_WHAT YOU NEED TO DO_: Every record that follows should be printed verbatim.

** DATA EXTRACT follows **

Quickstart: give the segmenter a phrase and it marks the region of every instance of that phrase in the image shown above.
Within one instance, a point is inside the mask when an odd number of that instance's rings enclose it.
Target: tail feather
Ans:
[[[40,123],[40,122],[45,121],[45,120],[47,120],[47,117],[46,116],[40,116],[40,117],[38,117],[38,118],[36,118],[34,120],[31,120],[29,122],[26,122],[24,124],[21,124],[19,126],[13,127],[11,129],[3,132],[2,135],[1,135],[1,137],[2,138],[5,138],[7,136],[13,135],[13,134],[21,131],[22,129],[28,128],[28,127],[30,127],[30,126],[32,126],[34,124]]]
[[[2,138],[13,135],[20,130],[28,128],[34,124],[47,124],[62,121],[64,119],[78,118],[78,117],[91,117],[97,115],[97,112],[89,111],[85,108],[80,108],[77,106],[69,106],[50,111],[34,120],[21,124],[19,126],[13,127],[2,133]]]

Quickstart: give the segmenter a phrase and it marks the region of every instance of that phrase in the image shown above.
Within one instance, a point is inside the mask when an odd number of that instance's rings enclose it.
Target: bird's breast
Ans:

** End of DATA EXTRACT **

_FINAL ANSWER_:
Quickstart: give the segmenter a phrase and it marks the region of every instance of that phrase in the image shown above.
Within one instance, a point is inside the mask when an odd number of that instance's rings enclose it.
Target: tail feather
Ans:
[[[40,123],[40,122],[45,121],[45,120],[47,120],[47,117],[46,116],[40,116],[40,117],[38,117],[38,118],[36,118],[34,120],[31,120],[29,122],[26,122],[24,124],[21,124],[19,126],[13,127],[11,129],[3,132],[2,135],[1,135],[1,137],[2,138],[5,138],[7,136],[13,135],[13,134],[21,131],[22,129],[28,128],[28,127],[30,127],[30,126],[32,126],[34,124]]]
[[[2,138],[13,135],[20,130],[28,128],[34,124],[47,124],[62,121],[64,119],[78,118],[78,117],[91,117],[97,115],[97,112],[89,111],[85,108],[80,108],[77,106],[69,106],[50,111],[34,120],[21,124],[19,126],[13,127],[2,133]]]

Quickstart: give the segmenter a phrase and it marks the region of every instance of that phrase in the image shown above.
Within one instance, a point is inside the mask when an odd number of that instance's rings enclose it.
Target: bird's breast
Ans:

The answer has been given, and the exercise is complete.